> **YANG DIMINTA**
Tolong jawab pertanyaan berikut berdasarkan berita tentang penembakan di Deiyai di bawah ini.
1. Pada hari dan tanggal berapa SPKRD membacakan surat di halaman kantor DPRD Deiyai?
2. Siapa yang tewas dalam penembakan di Deiyai pada 1 Agustus 2017?
3. Pada tanggal berapa sidang UPR Dewan HAM PBB yang dihadiri kedua menteri berlangsung?

Papua No. 1 News Portal I Jubi,
Deiyai, Jubi – Solidaritas Peduli Kemanusiaan Rakyat Deiyai (SPKRD) di halaman kantor DPRD Deiyai, Senin, (21/8/2017) membacakan sebuah surat yang ditujukan kepada Presiden Komisi Tinggi Hak Asasi Manusia (Dewan HAM—ed) Perserikatan Bangsa-Bangsa (PBB) di Jenewa, Swiss.
Surat itu dibuat terkait kasus penembakan di Deiyai 1 Agustus 2017 yang menewaskan Yulianus Pigai (30) dan melukai 16 orang lainnya. Dengan adanya kasus penembakan tersebut, di dalam suratnya SPKRD hendak membantah pernyataan Menteri Luar Negeri RI, Retno Marsudi dan Menteri Hukum dan HAM RI, Yasonna H.Laoly dihadapan sidang UPR (Universal Periodic Report) Dewan HAM PBB 3 Mei 2017 lalu terkait penanganan kasus pelanggaran HAM di Indonesia yang diklaim berjalan baik.
“Yang mulia Presiden Komisi Tinggi Hak Asasi Manusia di Perserikatan Bangsa-Bangsa (PBB), dengan segala rasa penyesalan kami keluarga korban kasus Deiyai Berdarah, 1 Agustus 2017 di kampung Oneibo, Distrik Tigi merendahkan diri datang di hadapan Bapak berkaitan dengan laporan nasional Indonesia, terkait komitmen penanganan kasus penyelesaian Pelanggaran HAM sebagaimana yang dipresentasikan oleh Menteri Luar Negeri Indonesia dan Menteri Hukum dan HAM,” ujar Yulianus Mote di sela-sela aksi damai ribuan masyarakat Deiyai, Senin (21/8).
Yulianus melanjutkan, kenyataannya justru setelah Menteri Luar Negeri dan Menteri Hukum dan HAM menyampaikan komitmennya dihadapan forum UPR tersebut, “dua bulan kemudian pada 1 Agutus 2017, anggota Brimob Polda Papua menembak 17 warga sipil di Kabupaten Deiyai, Papua,” tegasnya.

Cuplikan dataset segmentasi:
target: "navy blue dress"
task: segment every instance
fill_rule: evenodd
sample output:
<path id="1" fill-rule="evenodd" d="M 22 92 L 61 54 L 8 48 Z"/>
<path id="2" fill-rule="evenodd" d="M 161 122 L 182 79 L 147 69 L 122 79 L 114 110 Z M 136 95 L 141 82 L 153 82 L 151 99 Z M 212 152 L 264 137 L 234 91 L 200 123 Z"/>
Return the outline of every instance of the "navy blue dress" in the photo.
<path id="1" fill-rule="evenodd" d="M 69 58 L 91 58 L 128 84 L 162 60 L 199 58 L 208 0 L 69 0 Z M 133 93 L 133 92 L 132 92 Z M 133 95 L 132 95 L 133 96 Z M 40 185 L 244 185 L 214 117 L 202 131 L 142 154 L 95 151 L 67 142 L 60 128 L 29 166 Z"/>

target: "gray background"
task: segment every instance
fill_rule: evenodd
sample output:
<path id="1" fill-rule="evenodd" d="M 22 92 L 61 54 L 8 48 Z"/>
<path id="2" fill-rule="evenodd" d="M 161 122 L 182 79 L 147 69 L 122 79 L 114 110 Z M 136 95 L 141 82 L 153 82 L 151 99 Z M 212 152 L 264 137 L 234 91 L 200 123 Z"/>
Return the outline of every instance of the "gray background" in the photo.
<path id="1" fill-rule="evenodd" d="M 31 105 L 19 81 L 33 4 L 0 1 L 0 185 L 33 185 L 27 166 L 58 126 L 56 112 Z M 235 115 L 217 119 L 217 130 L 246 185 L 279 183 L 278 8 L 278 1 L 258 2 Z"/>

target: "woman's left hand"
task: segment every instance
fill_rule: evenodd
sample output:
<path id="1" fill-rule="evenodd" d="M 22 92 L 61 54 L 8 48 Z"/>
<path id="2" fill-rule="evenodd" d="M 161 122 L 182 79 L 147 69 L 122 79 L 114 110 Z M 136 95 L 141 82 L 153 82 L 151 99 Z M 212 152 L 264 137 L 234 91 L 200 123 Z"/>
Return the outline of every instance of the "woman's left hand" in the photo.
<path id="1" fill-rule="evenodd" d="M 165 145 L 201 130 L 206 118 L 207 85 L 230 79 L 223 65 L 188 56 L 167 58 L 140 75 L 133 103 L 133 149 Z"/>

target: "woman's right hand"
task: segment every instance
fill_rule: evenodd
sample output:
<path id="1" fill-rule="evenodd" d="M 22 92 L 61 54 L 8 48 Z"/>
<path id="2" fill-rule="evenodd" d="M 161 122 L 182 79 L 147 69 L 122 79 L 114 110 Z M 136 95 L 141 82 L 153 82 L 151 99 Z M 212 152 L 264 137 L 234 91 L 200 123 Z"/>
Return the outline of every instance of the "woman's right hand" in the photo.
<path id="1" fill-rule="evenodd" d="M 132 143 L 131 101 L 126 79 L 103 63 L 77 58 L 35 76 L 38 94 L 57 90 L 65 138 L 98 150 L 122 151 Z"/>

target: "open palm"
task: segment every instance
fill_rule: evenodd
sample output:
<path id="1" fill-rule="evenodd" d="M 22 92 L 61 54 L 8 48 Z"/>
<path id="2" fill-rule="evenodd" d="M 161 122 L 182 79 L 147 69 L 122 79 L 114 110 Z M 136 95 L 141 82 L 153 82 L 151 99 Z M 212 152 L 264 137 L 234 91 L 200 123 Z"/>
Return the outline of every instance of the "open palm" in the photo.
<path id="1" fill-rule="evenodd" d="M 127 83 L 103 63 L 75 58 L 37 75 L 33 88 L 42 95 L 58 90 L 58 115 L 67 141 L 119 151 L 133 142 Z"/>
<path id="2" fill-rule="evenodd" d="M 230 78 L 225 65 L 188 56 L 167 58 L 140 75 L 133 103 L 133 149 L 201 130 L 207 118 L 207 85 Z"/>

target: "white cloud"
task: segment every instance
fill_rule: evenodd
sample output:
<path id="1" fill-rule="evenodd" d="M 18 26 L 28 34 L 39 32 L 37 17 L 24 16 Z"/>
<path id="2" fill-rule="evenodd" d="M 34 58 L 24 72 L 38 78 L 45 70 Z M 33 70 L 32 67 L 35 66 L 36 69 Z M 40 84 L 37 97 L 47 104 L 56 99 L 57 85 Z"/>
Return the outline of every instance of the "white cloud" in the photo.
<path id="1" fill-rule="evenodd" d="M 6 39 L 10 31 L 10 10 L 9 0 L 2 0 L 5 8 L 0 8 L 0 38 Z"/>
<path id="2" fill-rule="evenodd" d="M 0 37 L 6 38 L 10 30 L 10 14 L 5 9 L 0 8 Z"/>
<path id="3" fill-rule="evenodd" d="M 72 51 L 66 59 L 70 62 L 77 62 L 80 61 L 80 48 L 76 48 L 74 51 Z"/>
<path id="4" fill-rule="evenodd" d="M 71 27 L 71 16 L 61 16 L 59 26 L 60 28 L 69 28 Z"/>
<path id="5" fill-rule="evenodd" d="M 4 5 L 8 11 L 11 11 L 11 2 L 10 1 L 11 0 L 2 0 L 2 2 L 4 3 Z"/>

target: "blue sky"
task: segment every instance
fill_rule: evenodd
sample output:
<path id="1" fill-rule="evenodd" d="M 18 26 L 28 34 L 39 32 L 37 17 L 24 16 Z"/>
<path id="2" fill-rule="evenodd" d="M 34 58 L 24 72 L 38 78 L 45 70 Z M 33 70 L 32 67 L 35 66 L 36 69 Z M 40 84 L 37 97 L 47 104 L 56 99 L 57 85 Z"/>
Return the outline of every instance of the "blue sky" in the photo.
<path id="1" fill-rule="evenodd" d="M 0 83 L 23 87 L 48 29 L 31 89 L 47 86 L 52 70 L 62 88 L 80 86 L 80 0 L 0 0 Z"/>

> **JAWABAN LATIHAN**
1. Senin, 21 Agustus 2017.
2. Yulianus Pigai (30).
3. 3 Mei 2017.